* Page excerpt:
....................

M3Section 2B was substituted by the section 6(1) of the Financial Services Act 2012 (c.21).
3. In these Regulations a reference to an Article of the EU Securitisation Regulation 2017 includes a reference to any directly applicable EU regulation made under that Article.
4.—(1) Subject to paragraph (2), the FCA is designated as the competent authority responsible for—
(a)the supervision of compliance of persons engaged in the conduct of selling a securitisation position to a retail client located in the United Kingdom with obligations set out in Article 3 of the EU Securitisation Regulation 2017;
(b)the supervision of compliance of persons established in the United Kingdom with the obligations set out in Article 4 of the EU Securitisation Regulation 2017 when establishing SSPEs in a third country;
(c)the supervision of compliance of originators, original lenders and SSPEs established in the United Kingdom and not covered by the European Union legislative acts referred to in paragraph 3 of Article 29 of the EU Securitisation Regulation 2017 with the obligations set out in Articles 6, 7, 8 and 9 of the EU Securitisation Regulation 2017;
(d)the supervision of compliance of originators, sponsors and SSPEs established in the United Kingdom with the obligations set out in Articles 18 to 27 of the EU Securitisation Regulation 2017 and the supervision of compliance of originators and sponsors established in the United Kingdom with the obligation set out in the last sentence of paragraph 6 of Article 29 of the EU Securitisation Regulation 2017; and
(e)the authorisation of third party verifiers established in the United Kingdom provided for in Article 28 of the EU Securitisation Regulation 2017 and the supervision of their compliance with the obligations set out in that Article.

....................

* Data excerpt:
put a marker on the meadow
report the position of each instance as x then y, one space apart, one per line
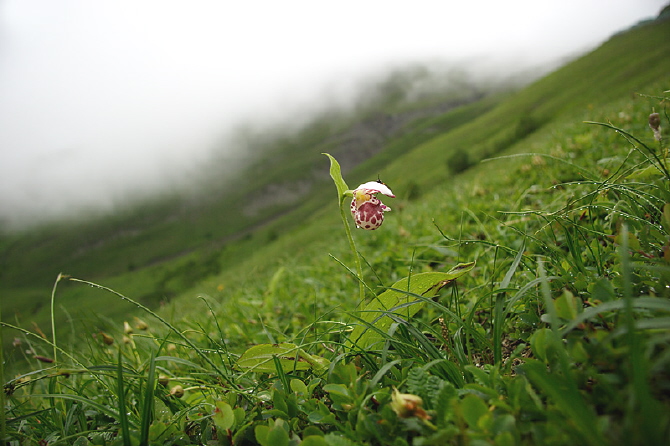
516 293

....................

* Requests:
(1) In the securitisation regulations excerpt, which kinds of entity are named in items (c), (d) and (e) of paragraph 4(1)? List each kind once.
(2) Answer these questions using the securitisation regulations excerpt:
(a) Which section was substituted by section 6(1) of the Financial Services Act 2012?
(b) Which Article sets out the obligations that apply to persons established in the United Kingdom when they establish SSPEs in a third country?
(c) Which Article provides for the authorisation of third party verifiers established in the United Kingdom?
(3) Write the next part of the securitisation regulations excerpt, starting right after its last sentence.

* The replies:
(1)
- Originators
- Original lenders
- SSPEs
- Sponsors
- Third party verifiers

(2)
(a) Section 2B
(b) Article 4 of the EU Securitisation Regulation 2017
(c) Article 28 of the EU Securitisation Regulation 2017

(3)
(2) The PRA is designated as the competent authority responsible for the supervision of compliance by PRA-authorised persons established in the United Kingdom and not covered by the European Union legislative acts referred to in Article 29(3) of the EU Securitisation Regulation 2017 with the obligations set out in Articles 6, 7, 8 and 9 of the EU Securitisation Regulation 2017.
5.—(1) If the appropriate regulator considers that an individual has contravened or has been knowingly concerned in the contravention of a relevant requirement, the appropriate regulator may impose a temporary prohibition on that individual from holding an office or position involving responsibility for taking decisions about the management of an originator, sponsor or SSPE.
(2) A temporary prohibition imposed under paragraph (1) expires at the end of such period as the appropriate regulator may specify, but the imposition of a temporary prohibition does not affect the appropriate regulator's power to impose a further temporary prohibition under paragraph (1).
(3) A temporary prohibition under paragraph (1) may relate to the management of—
(a)a named originator, sponsor or SSPE;
(b)an originator, sponsor or SSPE of a specified description; or
(c)any originator, sponsor or SSPE.
(4) The appropriate regulator may revoke a temporary prohibition imposed by it under this regulation, or vary it so as to reduce the period for which it has effect.
6.—(1) An originator, sponsor or SSPE must take reasonable care to ensure that no individual holds an office or position involving responsibility for taking decisions about the management of that entity in contravention of a temporary prohibition imposed under regulation 5(1).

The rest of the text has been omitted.